Aim of the exercise.
Nothing in the listing may be skipped; repeat it all exactly.

Given data.
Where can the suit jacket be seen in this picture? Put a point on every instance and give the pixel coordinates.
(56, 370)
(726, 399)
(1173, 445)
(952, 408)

Final answer.
Where can the suit jacket be seen in this picture? Put a point on every instance and give the pixel coordinates.
(56, 370)
(726, 399)
(1173, 445)
(952, 408)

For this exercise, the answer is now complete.